── Input ──

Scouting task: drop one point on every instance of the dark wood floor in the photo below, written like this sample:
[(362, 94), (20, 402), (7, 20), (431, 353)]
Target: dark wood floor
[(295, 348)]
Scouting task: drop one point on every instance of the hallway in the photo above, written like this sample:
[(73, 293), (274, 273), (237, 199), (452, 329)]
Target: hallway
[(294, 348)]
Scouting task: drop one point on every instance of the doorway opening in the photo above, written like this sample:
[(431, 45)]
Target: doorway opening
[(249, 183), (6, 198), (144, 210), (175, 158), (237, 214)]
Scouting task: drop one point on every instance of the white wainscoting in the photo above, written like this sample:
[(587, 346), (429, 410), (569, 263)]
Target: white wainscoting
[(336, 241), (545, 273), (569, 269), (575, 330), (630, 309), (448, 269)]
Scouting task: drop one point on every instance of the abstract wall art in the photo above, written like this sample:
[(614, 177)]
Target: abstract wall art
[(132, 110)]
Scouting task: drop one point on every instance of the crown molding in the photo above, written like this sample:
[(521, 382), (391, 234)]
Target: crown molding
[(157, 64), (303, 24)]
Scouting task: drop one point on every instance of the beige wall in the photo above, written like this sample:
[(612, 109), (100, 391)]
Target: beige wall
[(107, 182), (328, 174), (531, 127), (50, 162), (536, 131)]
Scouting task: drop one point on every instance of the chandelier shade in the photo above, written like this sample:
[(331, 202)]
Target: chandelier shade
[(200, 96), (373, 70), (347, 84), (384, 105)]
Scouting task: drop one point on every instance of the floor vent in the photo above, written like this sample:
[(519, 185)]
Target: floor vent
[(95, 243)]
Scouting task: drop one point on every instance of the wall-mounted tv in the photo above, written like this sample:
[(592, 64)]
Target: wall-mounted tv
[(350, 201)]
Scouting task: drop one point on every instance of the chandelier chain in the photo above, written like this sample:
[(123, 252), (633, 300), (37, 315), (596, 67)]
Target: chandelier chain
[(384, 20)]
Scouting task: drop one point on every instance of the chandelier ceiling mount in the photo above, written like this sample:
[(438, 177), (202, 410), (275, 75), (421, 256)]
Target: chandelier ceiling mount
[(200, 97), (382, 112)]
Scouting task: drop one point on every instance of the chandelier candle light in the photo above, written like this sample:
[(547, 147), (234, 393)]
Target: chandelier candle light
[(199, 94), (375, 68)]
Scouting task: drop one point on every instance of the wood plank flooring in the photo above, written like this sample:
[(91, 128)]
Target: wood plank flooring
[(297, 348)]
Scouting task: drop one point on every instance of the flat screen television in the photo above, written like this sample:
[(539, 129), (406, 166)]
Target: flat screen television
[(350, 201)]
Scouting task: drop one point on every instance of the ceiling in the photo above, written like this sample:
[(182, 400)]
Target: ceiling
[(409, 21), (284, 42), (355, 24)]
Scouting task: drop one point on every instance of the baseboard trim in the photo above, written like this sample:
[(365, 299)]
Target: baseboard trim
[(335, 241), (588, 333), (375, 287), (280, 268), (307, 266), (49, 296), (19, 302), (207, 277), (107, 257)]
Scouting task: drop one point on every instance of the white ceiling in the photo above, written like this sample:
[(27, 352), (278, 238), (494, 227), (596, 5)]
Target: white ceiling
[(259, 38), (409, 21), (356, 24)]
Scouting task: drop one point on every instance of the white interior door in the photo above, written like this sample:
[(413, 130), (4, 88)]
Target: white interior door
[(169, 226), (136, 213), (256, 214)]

───

Exercise prompt |
Above are some records; copy exactly the lines from the one with "Target: dark wood floor" through the one with "[(612, 109), (100, 391)]", both included, and no others.

Answer area |
Target: dark wood floor
[(295, 348)]
Scouting task: drop one point on every instance of the hallway in the photo above, written like this sample:
[(73, 293), (274, 273), (237, 199), (452, 329)]
Target: hallway
[(294, 348)]
Scouting task: drop one point on every instance of the doorway opening in the photo above, written like this sample:
[(431, 45)]
Target: doorway opening
[(249, 183), (6, 198), (144, 210), (175, 158), (237, 214)]
Scouting task: drop one point on every instance of the white wainscoting in the photo above, written like this sample:
[(587, 346), (429, 410), (569, 263)]
Target: white wainscoting
[(336, 241), (545, 273), (569, 269), (575, 330), (630, 309), (448, 269)]
Scouting task: drop one point on every instance of the abstract wall art in the photo above, written like this sample:
[(614, 177)]
Target: abstract wall art
[(132, 110)]
Scouting task: drop one point on every instance of the crown molding in the photo above, written like this sample:
[(521, 382), (391, 234)]
Target: crown molding
[(157, 64), (303, 24)]
Scouting task: drop one point on every instance of the beige wall in the photo above, written like this sample:
[(612, 109), (100, 391)]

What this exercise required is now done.